Task instructions: Please return each line of the records below that contains the word "outline".

** start Data shown **

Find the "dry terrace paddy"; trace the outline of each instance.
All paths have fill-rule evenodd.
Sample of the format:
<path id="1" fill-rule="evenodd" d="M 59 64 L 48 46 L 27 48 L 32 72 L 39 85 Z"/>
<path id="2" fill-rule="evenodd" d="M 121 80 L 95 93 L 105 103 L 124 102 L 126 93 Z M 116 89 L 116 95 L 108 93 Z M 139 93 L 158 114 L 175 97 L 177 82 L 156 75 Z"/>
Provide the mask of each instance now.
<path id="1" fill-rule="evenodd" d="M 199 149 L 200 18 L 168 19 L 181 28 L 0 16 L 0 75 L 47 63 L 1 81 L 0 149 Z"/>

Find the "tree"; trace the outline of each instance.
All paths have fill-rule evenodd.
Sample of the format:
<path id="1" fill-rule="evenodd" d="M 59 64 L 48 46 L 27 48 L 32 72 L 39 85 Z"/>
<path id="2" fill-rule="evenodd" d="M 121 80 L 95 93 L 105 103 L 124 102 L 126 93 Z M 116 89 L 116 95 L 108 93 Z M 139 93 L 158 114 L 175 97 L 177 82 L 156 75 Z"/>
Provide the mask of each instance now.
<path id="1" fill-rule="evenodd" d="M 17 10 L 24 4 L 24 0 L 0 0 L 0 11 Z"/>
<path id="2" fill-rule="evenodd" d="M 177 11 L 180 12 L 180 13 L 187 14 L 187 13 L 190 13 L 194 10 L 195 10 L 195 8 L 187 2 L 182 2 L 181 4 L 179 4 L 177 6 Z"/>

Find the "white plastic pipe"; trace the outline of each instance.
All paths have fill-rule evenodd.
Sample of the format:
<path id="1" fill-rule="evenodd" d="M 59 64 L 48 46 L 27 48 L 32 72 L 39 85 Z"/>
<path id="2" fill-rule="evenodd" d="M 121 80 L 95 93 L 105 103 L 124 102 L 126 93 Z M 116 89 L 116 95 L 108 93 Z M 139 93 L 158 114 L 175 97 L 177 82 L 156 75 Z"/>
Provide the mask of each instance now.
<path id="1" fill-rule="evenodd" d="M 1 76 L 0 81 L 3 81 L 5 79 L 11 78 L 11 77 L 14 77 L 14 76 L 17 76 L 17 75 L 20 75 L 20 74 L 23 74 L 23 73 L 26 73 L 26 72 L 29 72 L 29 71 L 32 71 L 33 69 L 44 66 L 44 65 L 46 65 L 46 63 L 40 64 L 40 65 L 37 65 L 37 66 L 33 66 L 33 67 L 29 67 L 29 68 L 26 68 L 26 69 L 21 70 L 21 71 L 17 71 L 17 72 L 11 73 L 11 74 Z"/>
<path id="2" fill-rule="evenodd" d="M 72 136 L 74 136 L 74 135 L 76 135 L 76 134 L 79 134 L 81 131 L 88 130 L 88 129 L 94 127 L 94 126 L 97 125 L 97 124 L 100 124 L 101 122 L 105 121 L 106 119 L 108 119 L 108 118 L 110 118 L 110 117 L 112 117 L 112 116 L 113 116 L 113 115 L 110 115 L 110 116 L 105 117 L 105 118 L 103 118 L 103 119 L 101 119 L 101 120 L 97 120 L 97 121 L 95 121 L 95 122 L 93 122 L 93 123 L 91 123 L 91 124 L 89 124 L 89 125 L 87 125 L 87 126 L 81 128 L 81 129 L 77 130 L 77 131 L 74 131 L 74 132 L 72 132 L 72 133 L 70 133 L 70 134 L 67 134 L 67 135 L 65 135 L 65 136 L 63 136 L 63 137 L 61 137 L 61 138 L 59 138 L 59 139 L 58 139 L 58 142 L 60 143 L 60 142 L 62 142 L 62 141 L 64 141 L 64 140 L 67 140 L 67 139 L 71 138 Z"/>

** end Data shown **

Problem solution:
Find the "dry terrace paddy"; trace the outline of each instance.
Find the "tree"; trace the outline of each instance.
Find the "white plastic pipe"; trace the outline of each instance.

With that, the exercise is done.